## EXERCISE OBJECTIVE
Copy the data precisely, character for character, and leave out every picture.

## DATASET EXCERPTS

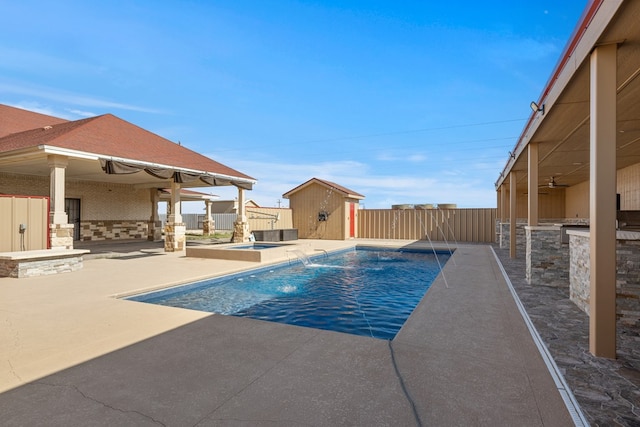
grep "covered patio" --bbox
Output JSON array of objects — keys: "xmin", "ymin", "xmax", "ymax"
[
  {"xmin": 0, "ymin": 106, "xmax": 256, "ymax": 251},
  {"xmin": 496, "ymin": 0, "xmax": 640, "ymax": 358}
]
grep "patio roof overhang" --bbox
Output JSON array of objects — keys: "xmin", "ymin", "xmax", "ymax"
[
  {"xmin": 495, "ymin": 0, "xmax": 640, "ymax": 193},
  {"xmin": 0, "ymin": 145, "xmax": 255, "ymax": 190}
]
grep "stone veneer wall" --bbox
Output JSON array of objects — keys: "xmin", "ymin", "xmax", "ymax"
[
  {"xmin": 80, "ymin": 220, "xmax": 149, "ymax": 242},
  {"xmin": 569, "ymin": 234, "xmax": 591, "ymax": 314},
  {"xmin": 569, "ymin": 234, "xmax": 640, "ymax": 326},
  {"xmin": 0, "ymin": 255, "xmax": 83, "ymax": 279},
  {"xmin": 525, "ymin": 225, "xmax": 569, "ymax": 288}
]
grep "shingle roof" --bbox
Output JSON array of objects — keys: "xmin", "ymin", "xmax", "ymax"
[
  {"xmin": 282, "ymin": 178, "xmax": 365, "ymax": 199},
  {"xmin": 0, "ymin": 109, "xmax": 254, "ymax": 180},
  {"xmin": 0, "ymin": 104, "xmax": 67, "ymax": 138}
]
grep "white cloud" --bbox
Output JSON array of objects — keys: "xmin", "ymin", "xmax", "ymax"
[{"xmin": 0, "ymin": 83, "xmax": 166, "ymax": 114}]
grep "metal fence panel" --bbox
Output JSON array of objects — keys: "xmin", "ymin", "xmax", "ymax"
[{"xmin": 159, "ymin": 214, "xmax": 238, "ymax": 231}]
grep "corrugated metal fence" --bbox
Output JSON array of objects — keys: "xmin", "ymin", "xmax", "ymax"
[
  {"xmin": 358, "ymin": 208, "xmax": 497, "ymax": 243},
  {"xmin": 159, "ymin": 208, "xmax": 293, "ymax": 231},
  {"xmin": 0, "ymin": 196, "xmax": 49, "ymax": 252},
  {"xmin": 159, "ymin": 214, "xmax": 237, "ymax": 231}
]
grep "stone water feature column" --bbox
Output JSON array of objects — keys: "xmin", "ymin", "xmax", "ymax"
[
  {"xmin": 164, "ymin": 182, "xmax": 187, "ymax": 252},
  {"xmin": 233, "ymin": 187, "xmax": 249, "ymax": 243},
  {"xmin": 47, "ymin": 155, "xmax": 74, "ymax": 249}
]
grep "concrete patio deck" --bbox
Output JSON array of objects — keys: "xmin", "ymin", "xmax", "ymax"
[{"xmin": 0, "ymin": 241, "xmax": 575, "ymax": 426}]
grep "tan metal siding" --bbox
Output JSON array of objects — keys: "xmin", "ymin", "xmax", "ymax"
[
  {"xmin": 289, "ymin": 184, "xmax": 348, "ymax": 240},
  {"xmin": 246, "ymin": 208, "xmax": 294, "ymax": 230},
  {"xmin": 358, "ymin": 208, "xmax": 497, "ymax": 243},
  {"xmin": 0, "ymin": 196, "xmax": 49, "ymax": 252}
]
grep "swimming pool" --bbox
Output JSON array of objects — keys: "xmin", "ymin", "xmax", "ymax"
[{"xmin": 128, "ymin": 247, "xmax": 450, "ymax": 339}]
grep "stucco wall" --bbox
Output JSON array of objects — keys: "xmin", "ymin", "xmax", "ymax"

## COMPLETE OUTPUT
grep "covered patio" --bbox
Output JSON array of objects — keys: "xmin", "ymin", "xmax", "ymax"
[
  {"xmin": 0, "ymin": 106, "xmax": 256, "ymax": 251},
  {"xmin": 496, "ymin": 0, "xmax": 640, "ymax": 358}
]
grep "patio roof overhang" --bbox
Output JSON array of objects — keys: "xmin", "ymin", "xmax", "ymax"
[
  {"xmin": 495, "ymin": 0, "xmax": 640, "ymax": 193},
  {"xmin": 0, "ymin": 145, "xmax": 255, "ymax": 190}
]
grep "stone veneer wall" --bbox
Output JSON array of objects — keys: "xmin", "ymin", "xmax", "ymax"
[
  {"xmin": 80, "ymin": 220, "xmax": 149, "ymax": 242},
  {"xmin": 569, "ymin": 234, "xmax": 591, "ymax": 314},
  {"xmin": 569, "ymin": 234, "xmax": 640, "ymax": 326},
  {"xmin": 0, "ymin": 255, "xmax": 83, "ymax": 279},
  {"xmin": 525, "ymin": 225, "xmax": 569, "ymax": 288}
]
grep "shingle roof" --bbox
Output JSON array of objects — keys: "xmin", "ymin", "xmax", "ymax"
[
  {"xmin": 282, "ymin": 178, "xmax": 365, "ymax": 199},
  {"xmin": 0, "ymin": 109, "xmax": 254, "ymax": 180},
  {"xmin": 0, "ymin": 104, "xmax": 67, "ymax": 138}
]
grep "white cloud" --bbox
Output JSON array of objects — keys: "xmin", "ymin", "xmax", "ymax"
[{"xmin": 0, "ymin": 83, "xmax": 166, "ymax": 114}]
grep "metal fence panel" --bbox
Output JSON array of objects — keys: "xmin", "ymin", "xmax", "ymax"
[{"xmin": 159, "ymin": 214, "xmax": 238, "ymax": 231}]
grep "corrugated metal fence" --bbox
Output JSON array of objects — keys: "xmin", "ymin", "xmax", "ymax"
[
  {"xmin": 358, "ymin": 208, "xmax": 497, "ymax": 243},
  {"xmin": 159, "ymin": 208, "xmax": 293, "ymax": 231},
  {"xmin": 0, "ymin": 196, "xmax": 49, "ymax": 252},
  {"xmin": 159, "ymin": 214, "xmax": 237, "ymax": 231}
]
grep "stone water feature column" --bbox
Output JSON array of objects — keys: "xmin", "ymin", "xmax", "ymax"
[
  {"xmin": 164, "ymin": 182, "xmax": 187, "ymax": 252},
  {"xmin": 233, "ymin": 187, "xmax": 249, "ymax": 243},
  {"xmin": 47, "ymin": 155, "xmax": 74, "ymax": 249}
]
grep "concrete patio deck" --bbox
Output JSON array of objects — keys: "xmin", "ymin", "xmax", "ymax"
[{"xmin": 0, "ymin": 241, "xmax": 575, "ymax": 426}]
grep "tan metal siding" --bbox
Output JSON array of objects — keys: "xmin", "ymin", "xmax", "ymax"
[
  {"xmin": 289, "ymin": 184, "xmax": 348, "ymax": 240},
  {"xmin": 246, "ymin": 208, "xmax": 294, "ymax": 230},
  {"xmin": 358, "ymin": 208, "xmax": 497, "ymax": 243},
  {"xmin": 0, "ymin": 196, "xmax": 49, "ymax": 252}
]
grep "swimming pool" --bbox
Output JSON array of objects — keys: "xmin", "ymin", "xmax", "ymax"
[{"xmin": 128, "ymin": 247, "xmax": 450, "ymax": 339}]
grep "stucco wall" --bbox
Output JSON array of objects — keys: "xmin", "ymin", "xmax", "ymax"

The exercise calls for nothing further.